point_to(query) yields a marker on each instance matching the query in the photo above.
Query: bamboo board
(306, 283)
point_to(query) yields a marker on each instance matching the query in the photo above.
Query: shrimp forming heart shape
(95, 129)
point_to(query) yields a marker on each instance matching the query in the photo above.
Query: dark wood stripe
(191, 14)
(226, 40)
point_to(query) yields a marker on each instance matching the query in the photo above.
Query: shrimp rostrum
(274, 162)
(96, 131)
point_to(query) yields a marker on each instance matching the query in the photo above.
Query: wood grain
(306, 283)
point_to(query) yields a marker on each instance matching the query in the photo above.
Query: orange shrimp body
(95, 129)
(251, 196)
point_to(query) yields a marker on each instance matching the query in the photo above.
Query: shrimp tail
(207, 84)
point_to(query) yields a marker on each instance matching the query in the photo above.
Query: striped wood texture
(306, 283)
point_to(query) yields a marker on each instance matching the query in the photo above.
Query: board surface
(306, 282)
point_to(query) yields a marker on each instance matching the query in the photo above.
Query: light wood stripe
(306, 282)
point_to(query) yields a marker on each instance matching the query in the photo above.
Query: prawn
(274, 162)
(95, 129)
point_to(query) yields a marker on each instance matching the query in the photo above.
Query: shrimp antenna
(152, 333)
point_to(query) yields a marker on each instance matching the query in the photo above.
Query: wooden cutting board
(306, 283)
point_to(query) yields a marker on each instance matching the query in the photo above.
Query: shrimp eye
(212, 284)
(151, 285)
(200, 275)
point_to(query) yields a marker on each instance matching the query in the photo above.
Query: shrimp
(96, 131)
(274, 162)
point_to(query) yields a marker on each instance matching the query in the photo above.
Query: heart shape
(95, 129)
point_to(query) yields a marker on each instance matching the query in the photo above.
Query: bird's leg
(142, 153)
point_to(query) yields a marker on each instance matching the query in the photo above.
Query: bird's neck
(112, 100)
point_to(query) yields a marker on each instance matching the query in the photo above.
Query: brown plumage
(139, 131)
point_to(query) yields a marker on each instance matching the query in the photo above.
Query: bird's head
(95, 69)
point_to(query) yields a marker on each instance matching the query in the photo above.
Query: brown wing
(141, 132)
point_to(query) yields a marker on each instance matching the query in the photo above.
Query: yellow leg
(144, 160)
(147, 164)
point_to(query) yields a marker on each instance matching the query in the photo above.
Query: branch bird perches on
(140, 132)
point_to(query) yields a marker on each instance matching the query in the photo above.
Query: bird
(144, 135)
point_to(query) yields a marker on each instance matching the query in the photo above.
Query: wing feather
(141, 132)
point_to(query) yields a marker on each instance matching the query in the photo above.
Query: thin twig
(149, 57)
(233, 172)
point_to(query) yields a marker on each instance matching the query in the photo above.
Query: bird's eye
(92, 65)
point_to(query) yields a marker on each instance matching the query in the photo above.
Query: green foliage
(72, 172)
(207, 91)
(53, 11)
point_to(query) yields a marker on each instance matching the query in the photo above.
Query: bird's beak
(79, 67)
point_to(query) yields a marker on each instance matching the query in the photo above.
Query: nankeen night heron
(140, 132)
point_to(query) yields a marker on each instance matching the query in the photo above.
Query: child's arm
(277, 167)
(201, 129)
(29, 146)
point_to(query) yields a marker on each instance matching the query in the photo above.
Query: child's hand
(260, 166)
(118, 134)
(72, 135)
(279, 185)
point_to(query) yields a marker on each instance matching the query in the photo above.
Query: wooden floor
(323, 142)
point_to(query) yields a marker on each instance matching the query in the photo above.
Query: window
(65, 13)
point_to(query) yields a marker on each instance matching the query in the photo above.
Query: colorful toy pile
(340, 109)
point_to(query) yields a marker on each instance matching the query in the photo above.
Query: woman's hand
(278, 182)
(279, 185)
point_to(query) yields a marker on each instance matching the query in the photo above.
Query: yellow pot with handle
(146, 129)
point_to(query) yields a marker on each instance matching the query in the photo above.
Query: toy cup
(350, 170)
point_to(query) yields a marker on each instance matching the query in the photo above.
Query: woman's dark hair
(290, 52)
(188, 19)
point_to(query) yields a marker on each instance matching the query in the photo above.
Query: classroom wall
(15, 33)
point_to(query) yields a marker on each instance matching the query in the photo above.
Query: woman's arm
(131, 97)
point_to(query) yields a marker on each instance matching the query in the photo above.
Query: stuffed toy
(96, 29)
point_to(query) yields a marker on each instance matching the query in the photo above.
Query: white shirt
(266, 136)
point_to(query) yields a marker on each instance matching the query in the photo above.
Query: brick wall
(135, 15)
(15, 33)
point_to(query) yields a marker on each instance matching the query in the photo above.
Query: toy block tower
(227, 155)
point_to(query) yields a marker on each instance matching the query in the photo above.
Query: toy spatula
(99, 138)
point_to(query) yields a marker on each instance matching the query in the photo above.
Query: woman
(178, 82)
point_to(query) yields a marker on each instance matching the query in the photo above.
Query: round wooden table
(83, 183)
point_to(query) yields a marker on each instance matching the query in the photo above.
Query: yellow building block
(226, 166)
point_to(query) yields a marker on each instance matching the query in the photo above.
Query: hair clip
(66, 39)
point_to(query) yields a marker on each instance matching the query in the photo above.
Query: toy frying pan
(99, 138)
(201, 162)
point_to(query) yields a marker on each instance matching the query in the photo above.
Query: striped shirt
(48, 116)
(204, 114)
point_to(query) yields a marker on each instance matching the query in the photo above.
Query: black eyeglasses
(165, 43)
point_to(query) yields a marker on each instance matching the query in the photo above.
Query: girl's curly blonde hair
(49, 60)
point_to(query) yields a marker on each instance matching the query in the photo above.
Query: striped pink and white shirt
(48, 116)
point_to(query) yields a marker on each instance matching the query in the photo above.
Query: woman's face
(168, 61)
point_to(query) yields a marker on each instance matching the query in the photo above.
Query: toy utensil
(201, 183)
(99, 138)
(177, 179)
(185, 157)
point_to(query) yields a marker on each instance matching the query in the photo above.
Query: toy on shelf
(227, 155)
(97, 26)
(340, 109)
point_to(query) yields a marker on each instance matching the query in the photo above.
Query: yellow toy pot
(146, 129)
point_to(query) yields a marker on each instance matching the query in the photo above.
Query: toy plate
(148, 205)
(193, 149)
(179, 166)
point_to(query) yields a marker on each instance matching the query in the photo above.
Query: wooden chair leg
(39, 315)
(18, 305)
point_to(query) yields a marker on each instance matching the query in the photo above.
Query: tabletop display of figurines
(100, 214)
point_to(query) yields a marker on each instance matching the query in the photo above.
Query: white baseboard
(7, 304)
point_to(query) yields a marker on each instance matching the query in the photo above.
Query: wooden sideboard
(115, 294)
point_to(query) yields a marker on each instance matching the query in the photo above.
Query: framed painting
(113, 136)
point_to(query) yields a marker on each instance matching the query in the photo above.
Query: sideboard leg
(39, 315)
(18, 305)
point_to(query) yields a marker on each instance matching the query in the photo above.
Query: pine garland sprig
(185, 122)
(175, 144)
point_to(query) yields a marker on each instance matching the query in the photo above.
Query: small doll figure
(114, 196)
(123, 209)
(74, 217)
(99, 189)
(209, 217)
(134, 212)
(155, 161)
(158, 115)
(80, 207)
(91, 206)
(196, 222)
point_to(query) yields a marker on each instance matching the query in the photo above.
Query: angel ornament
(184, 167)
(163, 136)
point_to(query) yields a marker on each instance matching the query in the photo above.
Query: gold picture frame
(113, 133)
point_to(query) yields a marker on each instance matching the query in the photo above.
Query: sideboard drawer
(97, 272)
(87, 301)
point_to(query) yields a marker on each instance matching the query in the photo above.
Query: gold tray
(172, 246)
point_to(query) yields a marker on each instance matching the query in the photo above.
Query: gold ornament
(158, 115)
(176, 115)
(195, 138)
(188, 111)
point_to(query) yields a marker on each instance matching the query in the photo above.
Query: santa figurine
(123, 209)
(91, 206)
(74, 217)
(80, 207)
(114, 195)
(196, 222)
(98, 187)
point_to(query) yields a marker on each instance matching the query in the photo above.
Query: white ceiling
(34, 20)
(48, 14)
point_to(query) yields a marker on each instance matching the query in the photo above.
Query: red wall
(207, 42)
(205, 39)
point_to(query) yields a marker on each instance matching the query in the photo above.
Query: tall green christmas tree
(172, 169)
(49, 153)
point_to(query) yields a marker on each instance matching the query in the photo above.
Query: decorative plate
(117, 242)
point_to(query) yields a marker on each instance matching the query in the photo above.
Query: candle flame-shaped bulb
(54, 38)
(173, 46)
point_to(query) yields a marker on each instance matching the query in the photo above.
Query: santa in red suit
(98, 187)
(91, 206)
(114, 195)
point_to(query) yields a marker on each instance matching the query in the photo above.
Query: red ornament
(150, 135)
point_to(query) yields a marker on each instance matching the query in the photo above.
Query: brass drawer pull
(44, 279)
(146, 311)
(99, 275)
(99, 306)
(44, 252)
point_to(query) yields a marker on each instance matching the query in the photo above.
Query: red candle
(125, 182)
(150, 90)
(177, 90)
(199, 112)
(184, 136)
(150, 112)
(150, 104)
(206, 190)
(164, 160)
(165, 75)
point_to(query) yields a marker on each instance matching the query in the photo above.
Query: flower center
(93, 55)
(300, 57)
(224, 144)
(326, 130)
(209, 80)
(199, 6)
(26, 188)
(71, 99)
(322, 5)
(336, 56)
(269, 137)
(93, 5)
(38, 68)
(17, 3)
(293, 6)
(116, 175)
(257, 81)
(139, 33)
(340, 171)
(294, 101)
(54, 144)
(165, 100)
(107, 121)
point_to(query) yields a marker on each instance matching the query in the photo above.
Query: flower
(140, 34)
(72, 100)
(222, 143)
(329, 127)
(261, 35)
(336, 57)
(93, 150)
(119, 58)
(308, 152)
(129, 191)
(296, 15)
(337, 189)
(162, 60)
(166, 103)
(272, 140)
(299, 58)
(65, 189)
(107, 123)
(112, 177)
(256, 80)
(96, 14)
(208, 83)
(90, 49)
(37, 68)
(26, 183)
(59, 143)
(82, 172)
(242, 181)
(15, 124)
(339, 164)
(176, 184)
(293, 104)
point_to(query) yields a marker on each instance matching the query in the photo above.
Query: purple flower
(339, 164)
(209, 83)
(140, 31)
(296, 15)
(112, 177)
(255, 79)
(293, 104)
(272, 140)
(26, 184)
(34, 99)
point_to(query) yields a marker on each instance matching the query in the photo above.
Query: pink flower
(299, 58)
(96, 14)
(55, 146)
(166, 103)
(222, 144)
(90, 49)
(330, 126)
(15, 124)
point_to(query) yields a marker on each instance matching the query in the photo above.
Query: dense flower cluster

========================================================================

● Set exercise:
Please return every line of the records above that contains the word "dark".

● Answer to the problem:
Query: dark wood stripe
Query: woman's dark hair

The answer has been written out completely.